Sunday, February 7, 2010

The Value of Name Recognition

Several months ago, I posted the poll in the sidebar asking visitors which of the featured sixteenth century historical figures they had never heard of before reading my blog. Twenty-five people answered before the poll closed. Here are their responses:

Marguerite de Navarre, author -- 2 (8%)
François I, King of France -- 3 (12%)
Catherine de Medici, Queen of France --3 (12%)
Henri II, King of France -- 3 (12%)
Charles V, Holy Roman Emperor -- 4 (16%)
Diane de Poitier, Henri's mistress -- 5 (20%)
Anne de Montmorency, Constable of France -- 8 (32%)
Duchesse d'Etampes, François's mistress -- 10 (40%)
Jean and François Clouet, painters -- 13 (52%)
Clément Marot, poet -- 14 (56%)
Rosso Fiorentino, artist -- 18 (72%)
Louise Labé, poet -- 19 (76%)

The most popular person on the list, the one only two respondents (8% of the total) had never heard of previously, was François I's sister Marguerite d'Angoulême, Queen of Navarre. I was quite surprised to learn that readers were more familiar with Marguerite than with the king himself or the Holy Roman Emperor. Marguerite was a published author best known for the Heptaméron, a collection of tales modeled after Bocaccio's Decameron. Since many of this blog's readers are avid readers of literature, perhaps they have read Marguerite work. In any case, the Queen of Navarre has always fascinated me (a study of her religious philosophy figured prominently in my doctoral thesis), so I was quite pleased to learn that so many of my readers are familiar with her.
========
TASK 1:
Summarize the blog post on the name-recognition poll in two sentences.
TASK 2:
Extract the part of the blog post on the name-recognition poll starting with "Sunday, February 7, 2010" and going on through "II, King of France -- 3 (12%)".
TASK 3:
Continue the blog post on the name-recognition poll from the point where it stops.

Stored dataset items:
========
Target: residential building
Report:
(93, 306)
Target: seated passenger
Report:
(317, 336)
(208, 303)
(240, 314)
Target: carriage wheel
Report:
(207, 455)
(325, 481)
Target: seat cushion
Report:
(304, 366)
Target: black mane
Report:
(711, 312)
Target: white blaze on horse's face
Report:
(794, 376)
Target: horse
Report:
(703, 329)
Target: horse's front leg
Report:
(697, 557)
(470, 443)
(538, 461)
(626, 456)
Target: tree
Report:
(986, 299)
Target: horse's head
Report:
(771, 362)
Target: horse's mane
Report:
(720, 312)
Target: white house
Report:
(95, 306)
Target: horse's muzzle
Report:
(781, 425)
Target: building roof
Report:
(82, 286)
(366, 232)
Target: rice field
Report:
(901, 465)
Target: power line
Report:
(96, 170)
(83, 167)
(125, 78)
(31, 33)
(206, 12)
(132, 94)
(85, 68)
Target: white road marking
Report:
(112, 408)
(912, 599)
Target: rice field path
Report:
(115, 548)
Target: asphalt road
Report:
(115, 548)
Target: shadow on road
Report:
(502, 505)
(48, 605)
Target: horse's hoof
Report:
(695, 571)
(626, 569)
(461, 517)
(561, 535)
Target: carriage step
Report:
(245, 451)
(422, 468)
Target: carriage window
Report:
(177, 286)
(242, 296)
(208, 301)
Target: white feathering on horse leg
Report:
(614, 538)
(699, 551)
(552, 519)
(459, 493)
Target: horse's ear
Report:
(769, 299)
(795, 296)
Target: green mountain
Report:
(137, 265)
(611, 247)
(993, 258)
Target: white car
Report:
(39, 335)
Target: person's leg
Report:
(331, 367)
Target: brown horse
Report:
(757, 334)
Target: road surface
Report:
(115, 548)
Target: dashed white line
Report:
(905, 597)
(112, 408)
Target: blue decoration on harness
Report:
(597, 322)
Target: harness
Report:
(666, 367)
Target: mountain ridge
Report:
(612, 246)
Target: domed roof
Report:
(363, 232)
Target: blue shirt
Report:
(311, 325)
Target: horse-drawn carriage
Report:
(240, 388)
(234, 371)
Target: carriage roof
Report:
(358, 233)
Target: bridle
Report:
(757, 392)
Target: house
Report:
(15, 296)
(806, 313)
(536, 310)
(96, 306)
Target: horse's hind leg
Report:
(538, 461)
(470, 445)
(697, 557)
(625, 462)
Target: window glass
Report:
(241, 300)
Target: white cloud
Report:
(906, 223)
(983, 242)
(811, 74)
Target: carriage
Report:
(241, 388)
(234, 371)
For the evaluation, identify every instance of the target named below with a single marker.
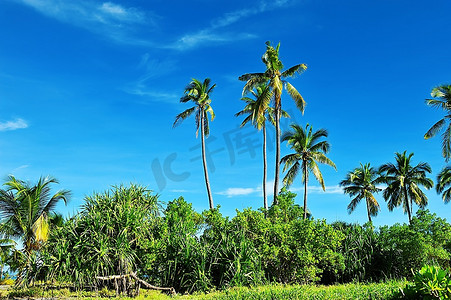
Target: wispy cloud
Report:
(13, 125)
(233, 192)
(145, 87)
(212, 34)
(333, 189)
(106, 18)
(14, 171)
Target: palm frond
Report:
(434, 129)
(183, 115)
(296, 96)
(297, 69)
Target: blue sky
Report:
(89, 91)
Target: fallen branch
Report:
(171, 289)
(134, 276)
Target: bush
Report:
(430, 282)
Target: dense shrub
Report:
(124, 230)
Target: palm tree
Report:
(361, 183)
(443, 100)
(6, 247)
(25, 210)
(309, 151)
(444, 184)
(275, 78)
(258, 112)
(404, 181)
(199, 93)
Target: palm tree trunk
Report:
(204, 160)
(305, 189)
(265, 201)
(407, 205)
(276, 174)
(368, 210)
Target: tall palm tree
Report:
(275, 78)
(199, 93)
(442, 95)
(361, 183)
(403, 183)
(25, 209)
(6, 247)
(309, 151)
(258, 112)
(444, 184)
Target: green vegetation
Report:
(275, 79)
(124, 239)
(309, 151)
(361, 184)
(25, 213)
(404, 183)
(374, 291)
(442, 99)
(199, 93)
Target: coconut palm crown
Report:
(309, 151)
(403, 183)
(444, 184)
(25, 210)
(361, 184)
(442, 99)
(275, 78)
(199, 93)
(258, 112)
========
TASK RESPONSE 1:
A sidebar poll asked visitors which of the featured sixteenth-century historical figures they had never heard of before reading the blog, and twenty-five people answered before it closed. Marguerite de Navarre was the best known, unfamiliar to only two respondents (8%), which surprised the writer but also pleased them, since the Queen of Navarre has always fascinated them.

TASK RESPONSE 2:
Sunday, February 7, 2010

The Value of Name Recognition

Several months ago, I posted the poll in the sidebar asking visitors which of the featured sixteenth century historical figures they had never heard of before reading my blog. Twenty-five people answered before the poll closed. Here are their responses:

Marguerite de Navarre, author -- 2 (8%)
François I, King of France -- 3 (12%)
Catherine de Medici, Queen of France --3 (12%)
Henri II, King of France -- 3 (12%)

TASK RESPONSE 3:
Next followed a group of figures which were unfamiliar to only three to five respondents (20% or less). These included François I, Catherine de Medici, her husband Henri II, the Holy Roman Emperor Charles V, and Henri II's mistress Diane de Poitiers. These are all major political figures of the time, so I'd expect most readers interested in the sixteenth century to have run across them in some context. The famous love triangle involving Catherine, Henri and Diane receives much attention from popular historians and novelists. I was heartened to see that Emperor Charles V is a recognizable figure, since he plays an important role in the novel I am currently writing.

A third of the respondents had never heard of Anne de Montmorency, the Grand Constable of France, for many years the most powerful man in France after the king. Ten respondents (40%) did not recognize Anne d'Heilly, Madame d'Etampes, who was François's official mistress for more than twenty years and exerted great influence on the politics and art of her day. I was actually surprised that so many readers had encountered these two Annes before.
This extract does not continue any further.